§ **Data to process**
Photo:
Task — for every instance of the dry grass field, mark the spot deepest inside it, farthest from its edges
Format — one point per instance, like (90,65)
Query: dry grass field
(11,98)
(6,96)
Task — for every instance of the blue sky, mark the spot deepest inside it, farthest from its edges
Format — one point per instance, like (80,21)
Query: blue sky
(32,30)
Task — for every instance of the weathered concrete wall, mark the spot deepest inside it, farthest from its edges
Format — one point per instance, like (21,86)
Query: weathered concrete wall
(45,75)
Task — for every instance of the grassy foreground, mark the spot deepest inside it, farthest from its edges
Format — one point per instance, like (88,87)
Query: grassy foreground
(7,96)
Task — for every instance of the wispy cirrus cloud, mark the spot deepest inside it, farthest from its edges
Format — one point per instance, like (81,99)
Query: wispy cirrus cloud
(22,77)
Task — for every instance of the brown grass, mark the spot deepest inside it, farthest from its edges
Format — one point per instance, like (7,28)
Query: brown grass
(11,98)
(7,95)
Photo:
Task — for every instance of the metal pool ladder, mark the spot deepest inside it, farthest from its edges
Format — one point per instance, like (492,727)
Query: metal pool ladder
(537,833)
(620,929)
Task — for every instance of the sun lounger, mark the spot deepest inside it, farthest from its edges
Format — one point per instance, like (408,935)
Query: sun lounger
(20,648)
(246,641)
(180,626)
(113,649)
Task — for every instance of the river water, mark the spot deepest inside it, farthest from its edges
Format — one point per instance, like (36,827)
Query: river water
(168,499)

§ **Objective**
Find the line that contains "Task — for every instance of the wispy". Repeat it and every line after it, exactly as written, up to and including the last line of the records above.

§ **Result of this task**
Task — for every instance of the wispy cirrus cloud, mark the spot deepest inside it, farthest from its edges
Format — one point per instance, like (81,99)
Query: wispy cirrus cloud
(22,77)
Task — for every instance of the brown grass, mark the spot deepest inside it, farthest from its edges
Format — one point per instance, like (7,28)
Query: brown grass
(11,98)
(7,95)
Photo:
Task — for every instance of the metal pool ladder, mark the spot deepest inside it, farthest from its edges
Format — one point per instance, like (492,727)
Query: metal pool ladder
(537,833)
(620,929)
Task — for every instance of the sun lounger, mark the spot deepest inside it, farthest from its edges
Format — one point per instance, like (408,935)
Query: sun lounger
(20,648)
(246,641)
(180,626)
(113,649)
Task — for every instance of the river water, mark the spot deepest inside it, farthest from its edges
Format — one point per instance, like (36,827)
Query: river water
(168,499)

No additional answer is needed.